Short problem
Copy the data that follows exactly. Include no pictures.

## begin

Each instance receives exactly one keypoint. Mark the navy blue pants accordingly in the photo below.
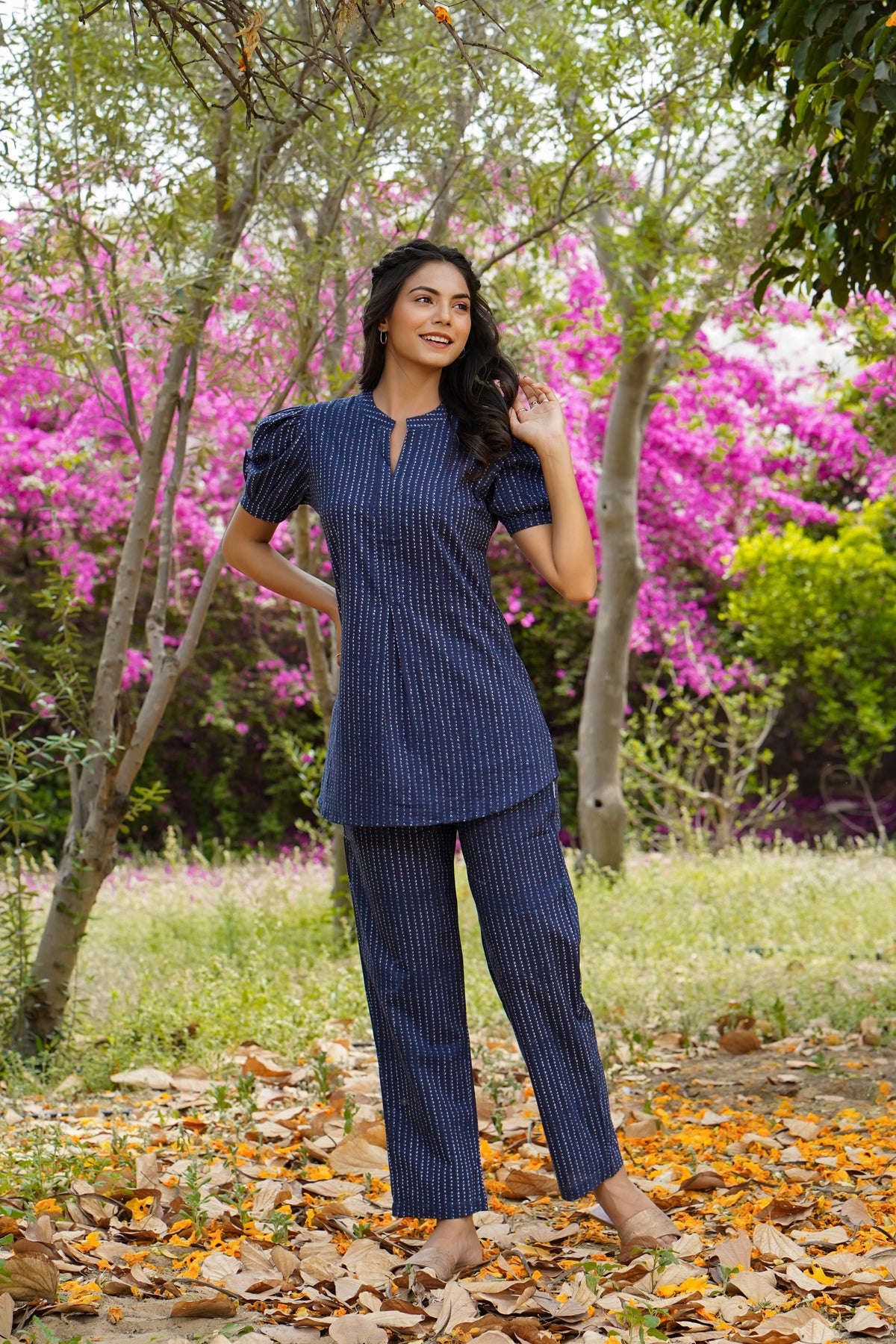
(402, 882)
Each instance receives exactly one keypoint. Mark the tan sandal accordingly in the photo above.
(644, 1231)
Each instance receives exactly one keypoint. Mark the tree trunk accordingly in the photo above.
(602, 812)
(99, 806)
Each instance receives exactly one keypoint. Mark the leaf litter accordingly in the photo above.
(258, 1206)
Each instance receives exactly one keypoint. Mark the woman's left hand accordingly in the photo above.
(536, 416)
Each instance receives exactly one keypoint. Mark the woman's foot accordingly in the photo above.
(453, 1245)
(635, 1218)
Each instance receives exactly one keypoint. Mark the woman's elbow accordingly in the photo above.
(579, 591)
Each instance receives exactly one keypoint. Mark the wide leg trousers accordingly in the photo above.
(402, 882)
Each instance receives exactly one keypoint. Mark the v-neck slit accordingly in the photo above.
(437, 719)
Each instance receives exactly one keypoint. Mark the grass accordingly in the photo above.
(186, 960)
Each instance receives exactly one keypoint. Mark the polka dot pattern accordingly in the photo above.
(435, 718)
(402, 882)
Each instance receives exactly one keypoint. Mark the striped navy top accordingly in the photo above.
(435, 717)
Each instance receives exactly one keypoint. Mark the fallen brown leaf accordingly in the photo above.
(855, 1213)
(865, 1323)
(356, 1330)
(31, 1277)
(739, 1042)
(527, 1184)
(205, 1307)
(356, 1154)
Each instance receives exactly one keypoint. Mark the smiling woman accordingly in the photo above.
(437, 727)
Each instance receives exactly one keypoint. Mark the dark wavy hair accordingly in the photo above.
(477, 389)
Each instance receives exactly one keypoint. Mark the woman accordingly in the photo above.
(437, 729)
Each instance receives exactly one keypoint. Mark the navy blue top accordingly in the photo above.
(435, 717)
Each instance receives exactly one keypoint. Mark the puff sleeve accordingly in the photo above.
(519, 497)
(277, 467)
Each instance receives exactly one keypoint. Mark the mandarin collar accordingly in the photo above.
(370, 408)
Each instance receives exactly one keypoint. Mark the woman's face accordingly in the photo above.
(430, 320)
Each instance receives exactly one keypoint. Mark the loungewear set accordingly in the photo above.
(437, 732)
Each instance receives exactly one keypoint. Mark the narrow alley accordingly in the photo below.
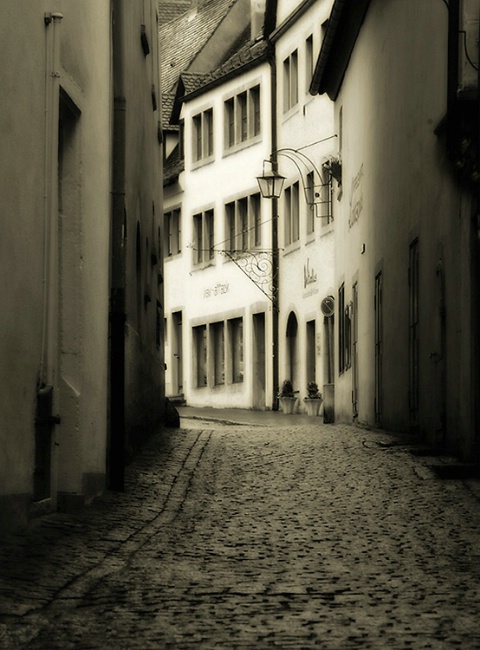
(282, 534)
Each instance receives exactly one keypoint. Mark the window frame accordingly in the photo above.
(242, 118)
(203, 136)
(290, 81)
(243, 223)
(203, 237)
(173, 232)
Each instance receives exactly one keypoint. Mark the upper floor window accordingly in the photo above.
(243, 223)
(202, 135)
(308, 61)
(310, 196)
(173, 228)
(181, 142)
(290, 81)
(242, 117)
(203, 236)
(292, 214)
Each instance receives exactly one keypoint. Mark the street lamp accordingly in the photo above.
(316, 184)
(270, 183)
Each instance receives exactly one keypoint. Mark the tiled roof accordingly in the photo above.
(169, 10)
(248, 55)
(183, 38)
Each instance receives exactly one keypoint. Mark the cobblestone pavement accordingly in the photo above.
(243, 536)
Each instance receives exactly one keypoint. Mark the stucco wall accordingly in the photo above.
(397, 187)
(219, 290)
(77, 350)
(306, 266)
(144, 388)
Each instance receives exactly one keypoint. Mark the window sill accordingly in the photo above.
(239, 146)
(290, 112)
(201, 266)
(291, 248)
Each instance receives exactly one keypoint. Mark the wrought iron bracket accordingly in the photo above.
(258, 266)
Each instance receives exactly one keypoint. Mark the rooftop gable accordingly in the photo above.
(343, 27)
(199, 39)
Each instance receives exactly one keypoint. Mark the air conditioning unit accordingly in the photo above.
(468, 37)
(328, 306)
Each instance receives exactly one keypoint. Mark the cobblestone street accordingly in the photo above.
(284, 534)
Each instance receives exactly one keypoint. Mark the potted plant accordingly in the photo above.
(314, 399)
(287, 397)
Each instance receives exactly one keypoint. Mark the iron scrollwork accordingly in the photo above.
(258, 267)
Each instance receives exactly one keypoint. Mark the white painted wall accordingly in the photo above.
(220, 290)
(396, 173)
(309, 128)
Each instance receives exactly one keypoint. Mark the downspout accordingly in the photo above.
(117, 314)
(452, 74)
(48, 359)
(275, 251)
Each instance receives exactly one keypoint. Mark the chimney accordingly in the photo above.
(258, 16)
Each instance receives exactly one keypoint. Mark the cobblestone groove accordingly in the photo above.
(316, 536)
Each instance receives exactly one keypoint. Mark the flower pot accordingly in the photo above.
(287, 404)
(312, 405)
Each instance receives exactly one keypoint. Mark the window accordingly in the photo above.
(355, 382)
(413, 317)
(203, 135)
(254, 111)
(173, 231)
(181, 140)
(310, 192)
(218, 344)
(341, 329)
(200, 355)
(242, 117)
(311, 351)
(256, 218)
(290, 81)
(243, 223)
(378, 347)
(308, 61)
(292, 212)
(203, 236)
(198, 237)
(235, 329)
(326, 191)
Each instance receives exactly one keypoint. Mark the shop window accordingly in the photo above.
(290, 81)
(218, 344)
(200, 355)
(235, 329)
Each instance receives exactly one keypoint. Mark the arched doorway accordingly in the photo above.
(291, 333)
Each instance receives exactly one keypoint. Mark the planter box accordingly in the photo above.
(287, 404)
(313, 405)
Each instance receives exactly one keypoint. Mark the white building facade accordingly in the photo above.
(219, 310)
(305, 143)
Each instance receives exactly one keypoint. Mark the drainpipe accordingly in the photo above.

## end

Task solution
Each instance receives exactly one keypoint. Mark the navy blue pants accordingly in the photo below.
(402, 882)
Each instance receives exactly one keypoint. Mark the tan sandal accordingly in the photo above.
(644, 1231)
Each instance receives exactly one keypoint. Mark the tree trunk accordingly in the photo above.
(602, 812)
(99, 806)
Each instance receives exactly one keypoint. Mark the leaf litter accordingly in the photo above.
(258, 1206)
Each instance receives exactly one keypoint. Mark the woman's left hand accordingly in the photo above.
(536, 416)
Each instance receives exactly one keypoint. Mark the woman's foot accordingly in the photo above.
(453, 1245)
(635, 1218)
Each instance receives exactly one keypoint. Mark the woman's elbow accordingly in the photo above.
(579, 591)
Each instance receives exactly one keypoint. Mark the wide leg trousers accordingly in the photo above.
(402, 882)
Each instance receives exactly one keypoint. Mark the v-neck slit accordingly in the photo above.
(437, 719)
Each instance receives exactly one keypoint. Mark the grass accordingly in the photo above.
(186, 960)
Each instance receives exactly one keypoint. Mark the polka dot pattern accordingly in the photo above.
(435, 718)
(402, 882)
Each instance receives exactly one keypoint. Mark the striped navy top accordingly in the photo above.
(435, 717)
Each instance receives exactly one keypoint. Mark the fallen brown leaf accordingly in the photo above.
(855, 1213)
(865, 1323)
(356, 1330)
(31, 1277)
(739, 1042)
(527, 1184)
(205, 1307)
(356, 1154)
Each instance receives exactly one keypoint. Mark the smiling woman accordingly in the photo above.
(437, 727)
Each instance receives exactly one keypoint. Mark the dark wavy hair accordingly in the photo above.
(477, 389)
Each instance receives exactly one keypoint. Mark the woman accordingly in the photo above.
(437, 729)
Each instance receives exactly one keypoint. Mark the navy blue top accordingly in the photo above.
(435, 717)
Each instance receives exactly one keypoint. Mark the puff sleeve accordingly in the photo above.
(519, 497)
(277, 467)
Each instance receives exactly one keypoint. Mark the mandarin collar accordingly in the photo above.
(370, 408)
Each instance receives exactly one keypoint. Mark the woman's face accordingly in the photo above.
(430, 320)
Each instance receives exactly one keypoint. Mark the loungewear set accordingly in the photo above.
(437, 732)
Each instance receives exactly one keypoint. Mark the narrow alley accordingly in the photo below.
(282, 534)
Each instance receives exactly one keypoint. Mark the window frame accordingly in the photo above.
(242, 118)
(203, 136)
(290, 81)
(243, 223)
(203, 237)
(173, 232)
Each instance receives exactly one keypoint. Mark the upper floor window accordingly in the photo above.
(243, 223)
(202, 135)
(308, 61)
(310, 196)
(173, 228)
(181, 142)
(290, 81)
(242, 117)
(203, 236)
(292, 214)
Each instance receives exactly one keypoint. Mark the street lamp accordingly in the photo above.
(316, 184)
(270, 183)
Each instance receives exactly one keypoint. Mark the tiled roof accordingly in the photo above.
(169, 10)
(248, 55)
(183, 38)
Each instance receives exactly one keypoint. Mark the cobblestone pavement accordingly in the photo above.
(243, 536)
Each instance receives exactly one keypoint. Mark the stucco wall accordingly in the photo above.
(397, 187)
(219, 290)
(77, 350)
(306, 266)
(144, 388)
Each instance receives exactly one keypoint. Mark the window sill accordingly in the photo above.
(239, 146)
(290, 112)
(201, 266)
(291, 248)
Each instance receives exactly one keypoint. Mark the wrought iron bracket accordingly in the photo above.
(258, 266)
Each instance receives exactly one keypoint. Mark the rooftop gable accordingly in the photo above.
(343, 27)
(199, 39)
Each instance receives exactly one keypoint. Mark the air conditioning unit accordingly in the photo above.
(468, 37)
(328, 306)
Each instance receives exactly one keypoint. Mark the cobblestone street accordingly in the photo above.
(284, 534)
Each instance receives exactly one keypoint. Mark the potted plant accordingly in the photo above.
(314, 399)
(287, 397)
Each instance receives exactly one keypoint. Mark the iron scrollwork accordingly in the photo above.
(258, 267)
Each instance receives exactly one keypoint. Mark the white painted wall accordingly in the photo above.
(220, 290)
(396, 173)
(309, 128)
Each instance receives exactly one keypoint. Mark the downspout accordingly in the photo above.
(117, 314)
(452, 74)
(48, 359)
(275, 251)
Each instance receives exactly one keypoint. Mark the chimney accordingly in the photo above.
(258, 16)
Each instance receives exactly one keypoint. Mark the cobblestone groove accordingly in the photo above.
(316, 536)
Each instance receives exactly one keypoint. Mark the flower pot accordingly in the photo above.
(287, 404)
(312, 405)
Each instance receives exactly one keypoint. Mark the window accordingly in the photo above.
(355, 382)
(413, 317)
(203, 135)
(254, 111)
(173, 231)
(181, 140)
(310, 192)
(218, 344)
(341, 329)
(200, 355)
(242, 117)
(311, 351)
(256, 218)
(290, 81)
(243, 223)
(378, 347)
(308, 61)
(292, 212)
(203, 236)
(198, 237)
(235, 329)
(326, 191)
Each instance receives exactly one keypoint. Mark the shop window accordingly in the photo above.
(290, 81)
(218, 344)
(200, 355)
(235, 329)
Each instance receives exactly one keypoint. Mark the arched doorway accordingly in the photo above.
(291, 333)
Each instance receives exactly one keypoint. Mark the planter box accordingly in the photo above.
(287, 404)
(313, 405)
Each instance receives exactly one keypoint. Mark the white building facade accordingly in the photo above.
(219, 310)
(305, 143)
Each instance receives exactly one keypoint. Mark the drainpipe accordingly in the photo above.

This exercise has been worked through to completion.